__DATA ENTRIES__
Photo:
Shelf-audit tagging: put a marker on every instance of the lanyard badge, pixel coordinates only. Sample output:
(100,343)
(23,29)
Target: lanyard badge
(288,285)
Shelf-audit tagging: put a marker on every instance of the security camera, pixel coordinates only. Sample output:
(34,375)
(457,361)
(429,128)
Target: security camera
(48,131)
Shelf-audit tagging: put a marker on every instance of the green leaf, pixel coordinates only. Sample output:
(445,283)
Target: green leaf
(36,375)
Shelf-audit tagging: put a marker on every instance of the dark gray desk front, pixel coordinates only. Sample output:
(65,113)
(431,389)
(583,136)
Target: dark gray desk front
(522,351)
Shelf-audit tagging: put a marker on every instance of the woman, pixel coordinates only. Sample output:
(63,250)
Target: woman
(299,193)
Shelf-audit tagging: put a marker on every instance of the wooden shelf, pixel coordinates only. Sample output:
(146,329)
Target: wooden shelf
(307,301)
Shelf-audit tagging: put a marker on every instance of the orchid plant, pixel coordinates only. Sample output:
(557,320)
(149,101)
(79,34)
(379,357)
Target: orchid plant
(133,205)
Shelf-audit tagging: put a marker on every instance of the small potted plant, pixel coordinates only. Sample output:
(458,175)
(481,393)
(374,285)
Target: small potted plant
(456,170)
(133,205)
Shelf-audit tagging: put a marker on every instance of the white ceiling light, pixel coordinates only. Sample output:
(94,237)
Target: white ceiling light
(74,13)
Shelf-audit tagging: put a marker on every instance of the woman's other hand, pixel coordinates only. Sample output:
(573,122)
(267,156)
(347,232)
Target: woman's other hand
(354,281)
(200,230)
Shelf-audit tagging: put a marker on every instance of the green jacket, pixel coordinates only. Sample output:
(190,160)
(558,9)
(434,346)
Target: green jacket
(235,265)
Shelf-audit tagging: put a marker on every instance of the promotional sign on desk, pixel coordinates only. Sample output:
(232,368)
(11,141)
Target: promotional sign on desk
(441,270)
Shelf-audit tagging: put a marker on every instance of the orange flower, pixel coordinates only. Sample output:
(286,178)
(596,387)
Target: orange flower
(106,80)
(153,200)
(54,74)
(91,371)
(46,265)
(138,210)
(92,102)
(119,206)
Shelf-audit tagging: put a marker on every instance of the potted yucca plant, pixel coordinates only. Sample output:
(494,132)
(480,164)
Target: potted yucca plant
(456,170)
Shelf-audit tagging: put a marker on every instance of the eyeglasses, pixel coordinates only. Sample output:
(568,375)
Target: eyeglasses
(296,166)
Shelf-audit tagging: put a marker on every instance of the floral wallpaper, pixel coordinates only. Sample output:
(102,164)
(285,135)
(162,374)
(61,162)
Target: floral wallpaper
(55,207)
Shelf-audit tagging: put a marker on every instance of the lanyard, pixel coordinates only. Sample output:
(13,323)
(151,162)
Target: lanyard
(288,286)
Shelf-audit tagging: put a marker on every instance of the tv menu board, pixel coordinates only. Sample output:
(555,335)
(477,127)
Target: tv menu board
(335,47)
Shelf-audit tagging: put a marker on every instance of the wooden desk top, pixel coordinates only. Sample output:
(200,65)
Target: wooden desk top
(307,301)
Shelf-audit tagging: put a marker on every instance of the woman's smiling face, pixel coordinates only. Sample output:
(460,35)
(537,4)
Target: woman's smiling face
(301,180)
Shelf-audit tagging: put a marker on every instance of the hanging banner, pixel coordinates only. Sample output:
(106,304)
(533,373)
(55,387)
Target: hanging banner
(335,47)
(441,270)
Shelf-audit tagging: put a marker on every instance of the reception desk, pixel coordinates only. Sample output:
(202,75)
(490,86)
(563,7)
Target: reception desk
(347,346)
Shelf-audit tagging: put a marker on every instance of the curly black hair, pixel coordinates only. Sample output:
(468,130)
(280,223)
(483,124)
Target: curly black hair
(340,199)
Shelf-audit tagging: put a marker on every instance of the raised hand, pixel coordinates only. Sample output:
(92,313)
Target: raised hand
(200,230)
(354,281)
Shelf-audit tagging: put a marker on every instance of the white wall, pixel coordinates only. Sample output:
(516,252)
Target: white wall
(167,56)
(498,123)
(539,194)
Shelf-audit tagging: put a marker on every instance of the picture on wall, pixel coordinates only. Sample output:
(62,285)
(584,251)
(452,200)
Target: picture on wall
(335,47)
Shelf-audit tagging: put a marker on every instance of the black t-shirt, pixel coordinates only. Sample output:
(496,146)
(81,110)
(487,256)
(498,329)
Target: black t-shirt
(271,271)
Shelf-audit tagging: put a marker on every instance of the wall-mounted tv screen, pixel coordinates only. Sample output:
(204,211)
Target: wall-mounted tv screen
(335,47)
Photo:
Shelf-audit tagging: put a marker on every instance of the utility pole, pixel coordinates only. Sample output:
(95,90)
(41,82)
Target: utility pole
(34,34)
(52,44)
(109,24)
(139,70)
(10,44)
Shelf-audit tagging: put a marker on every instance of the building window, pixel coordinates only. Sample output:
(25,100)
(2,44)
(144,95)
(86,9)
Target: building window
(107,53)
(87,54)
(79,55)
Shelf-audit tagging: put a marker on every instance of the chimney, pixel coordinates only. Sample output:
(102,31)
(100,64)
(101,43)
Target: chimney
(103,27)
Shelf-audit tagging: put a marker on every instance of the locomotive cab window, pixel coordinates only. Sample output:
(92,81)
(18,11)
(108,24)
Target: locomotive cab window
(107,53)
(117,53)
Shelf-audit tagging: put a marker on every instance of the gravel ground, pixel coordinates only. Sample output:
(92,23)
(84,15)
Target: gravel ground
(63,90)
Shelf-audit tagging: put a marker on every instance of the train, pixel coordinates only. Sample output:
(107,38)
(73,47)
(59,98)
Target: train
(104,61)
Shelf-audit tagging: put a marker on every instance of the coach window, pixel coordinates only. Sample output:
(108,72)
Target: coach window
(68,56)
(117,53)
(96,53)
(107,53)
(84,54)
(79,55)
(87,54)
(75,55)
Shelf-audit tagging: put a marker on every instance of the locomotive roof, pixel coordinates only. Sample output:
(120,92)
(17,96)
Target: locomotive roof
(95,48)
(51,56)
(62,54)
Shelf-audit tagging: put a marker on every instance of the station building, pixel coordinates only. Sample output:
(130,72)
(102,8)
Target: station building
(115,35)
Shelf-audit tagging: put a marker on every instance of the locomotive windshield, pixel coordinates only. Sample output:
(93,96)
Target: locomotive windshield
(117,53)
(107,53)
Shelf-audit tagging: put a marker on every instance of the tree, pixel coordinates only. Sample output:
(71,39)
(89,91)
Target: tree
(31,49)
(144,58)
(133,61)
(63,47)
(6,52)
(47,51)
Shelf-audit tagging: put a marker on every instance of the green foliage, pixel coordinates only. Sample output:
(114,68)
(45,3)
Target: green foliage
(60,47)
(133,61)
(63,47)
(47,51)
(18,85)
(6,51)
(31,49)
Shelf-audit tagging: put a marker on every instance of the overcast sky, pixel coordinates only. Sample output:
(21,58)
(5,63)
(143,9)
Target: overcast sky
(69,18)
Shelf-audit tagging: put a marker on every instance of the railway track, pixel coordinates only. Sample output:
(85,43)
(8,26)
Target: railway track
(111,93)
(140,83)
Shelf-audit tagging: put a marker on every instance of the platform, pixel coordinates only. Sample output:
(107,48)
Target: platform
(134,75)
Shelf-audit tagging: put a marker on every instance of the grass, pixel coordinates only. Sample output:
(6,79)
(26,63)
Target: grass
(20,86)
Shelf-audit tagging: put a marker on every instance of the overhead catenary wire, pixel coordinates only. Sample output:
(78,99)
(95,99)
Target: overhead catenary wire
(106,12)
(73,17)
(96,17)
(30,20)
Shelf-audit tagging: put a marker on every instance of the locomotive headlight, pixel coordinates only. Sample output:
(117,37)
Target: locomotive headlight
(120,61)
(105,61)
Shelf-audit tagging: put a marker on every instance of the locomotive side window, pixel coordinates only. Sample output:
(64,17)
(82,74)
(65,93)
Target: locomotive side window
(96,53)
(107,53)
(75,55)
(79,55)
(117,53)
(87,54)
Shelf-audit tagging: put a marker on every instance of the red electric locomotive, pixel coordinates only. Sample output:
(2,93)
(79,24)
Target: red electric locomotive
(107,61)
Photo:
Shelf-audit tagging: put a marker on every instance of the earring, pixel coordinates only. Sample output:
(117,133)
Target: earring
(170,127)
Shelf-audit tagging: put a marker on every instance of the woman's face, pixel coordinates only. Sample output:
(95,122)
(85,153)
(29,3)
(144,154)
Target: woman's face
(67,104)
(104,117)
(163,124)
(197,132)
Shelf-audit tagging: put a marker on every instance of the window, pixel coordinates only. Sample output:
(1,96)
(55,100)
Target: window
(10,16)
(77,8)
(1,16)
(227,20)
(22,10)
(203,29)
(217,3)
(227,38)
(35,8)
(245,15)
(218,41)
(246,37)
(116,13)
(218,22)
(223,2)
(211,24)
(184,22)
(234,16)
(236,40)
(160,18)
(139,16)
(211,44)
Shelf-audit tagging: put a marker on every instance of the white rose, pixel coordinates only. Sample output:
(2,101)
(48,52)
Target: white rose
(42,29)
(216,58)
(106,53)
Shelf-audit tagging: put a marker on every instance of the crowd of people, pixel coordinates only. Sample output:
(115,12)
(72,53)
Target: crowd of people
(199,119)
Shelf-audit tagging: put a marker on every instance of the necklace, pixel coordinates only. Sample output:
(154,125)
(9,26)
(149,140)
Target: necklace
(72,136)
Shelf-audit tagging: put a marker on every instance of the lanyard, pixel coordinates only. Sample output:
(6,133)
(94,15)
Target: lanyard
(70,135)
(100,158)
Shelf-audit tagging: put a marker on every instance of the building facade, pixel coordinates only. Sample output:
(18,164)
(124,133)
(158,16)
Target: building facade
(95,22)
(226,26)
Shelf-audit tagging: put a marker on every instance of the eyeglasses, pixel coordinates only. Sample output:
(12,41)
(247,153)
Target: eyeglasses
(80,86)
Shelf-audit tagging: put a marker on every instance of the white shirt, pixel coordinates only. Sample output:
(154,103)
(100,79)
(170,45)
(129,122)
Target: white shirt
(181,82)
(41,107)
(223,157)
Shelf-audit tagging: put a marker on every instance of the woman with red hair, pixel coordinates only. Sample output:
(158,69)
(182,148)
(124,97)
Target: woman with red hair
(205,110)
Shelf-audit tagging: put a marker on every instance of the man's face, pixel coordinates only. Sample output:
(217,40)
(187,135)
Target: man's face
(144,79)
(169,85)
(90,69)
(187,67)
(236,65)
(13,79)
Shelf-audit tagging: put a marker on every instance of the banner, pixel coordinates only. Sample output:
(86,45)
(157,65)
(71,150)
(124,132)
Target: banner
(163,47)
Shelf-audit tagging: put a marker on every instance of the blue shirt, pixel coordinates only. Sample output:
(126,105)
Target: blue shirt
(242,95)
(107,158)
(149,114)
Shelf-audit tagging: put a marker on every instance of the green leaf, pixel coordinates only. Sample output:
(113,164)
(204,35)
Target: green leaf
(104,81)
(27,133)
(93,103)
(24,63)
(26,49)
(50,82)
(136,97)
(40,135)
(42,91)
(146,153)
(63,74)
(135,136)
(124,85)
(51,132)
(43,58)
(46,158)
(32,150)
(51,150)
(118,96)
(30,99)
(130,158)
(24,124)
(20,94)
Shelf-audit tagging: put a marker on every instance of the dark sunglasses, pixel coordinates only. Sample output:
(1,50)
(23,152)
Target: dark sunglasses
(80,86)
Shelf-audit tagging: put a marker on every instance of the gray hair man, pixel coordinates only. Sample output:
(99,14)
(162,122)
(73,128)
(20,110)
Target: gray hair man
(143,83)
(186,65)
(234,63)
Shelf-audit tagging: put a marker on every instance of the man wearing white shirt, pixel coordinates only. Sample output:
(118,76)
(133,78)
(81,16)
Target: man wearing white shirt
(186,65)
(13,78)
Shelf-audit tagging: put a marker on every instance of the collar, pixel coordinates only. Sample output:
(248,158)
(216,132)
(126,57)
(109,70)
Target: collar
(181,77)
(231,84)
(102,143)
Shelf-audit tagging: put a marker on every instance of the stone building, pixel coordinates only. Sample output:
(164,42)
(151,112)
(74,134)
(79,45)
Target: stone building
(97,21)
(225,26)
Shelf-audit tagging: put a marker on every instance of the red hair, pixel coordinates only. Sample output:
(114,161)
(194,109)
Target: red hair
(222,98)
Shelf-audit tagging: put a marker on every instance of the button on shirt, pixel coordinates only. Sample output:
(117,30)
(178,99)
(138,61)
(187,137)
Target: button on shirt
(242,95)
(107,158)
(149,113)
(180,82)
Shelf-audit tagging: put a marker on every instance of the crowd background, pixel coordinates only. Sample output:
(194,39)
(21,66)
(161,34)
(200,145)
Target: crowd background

__SHORT EXERCISE__
Repeat only the lines from the one holding "Shelf-audit tagging: put a marker on every instance of the stone" through the last line of the data.

__TASK SOLUTION__
Shelf-audit tagging: put a marker on every instance of the stone building, pixel coordinates only. Sample output:
(164,42)
(151,112)
(74,134)
(79,45)
Target: stone building
(97,21)
(225,26)
Shelf-audit tagging: put a marker on every instance of the red hair, pixel coordinates only. Sample output:
(114,161)
(194,109)
Target: red hair
(222,98)
Shelf-audit tagging: put a marker on every instance of the button on shirt, pixel coordinates only. Sample output:
(117,30)
(178,99)
(138,61)
(187,137)
Target: button on shirt
(242,95)
(107,158)
(149,113)
(180,82)
Shelf-audit tagging: put a marker on every instance of the crowd background, pixel coordinates only. Sample output:
(194,39)
(21,66)
(161,34)
(200,145)
Target: crowd background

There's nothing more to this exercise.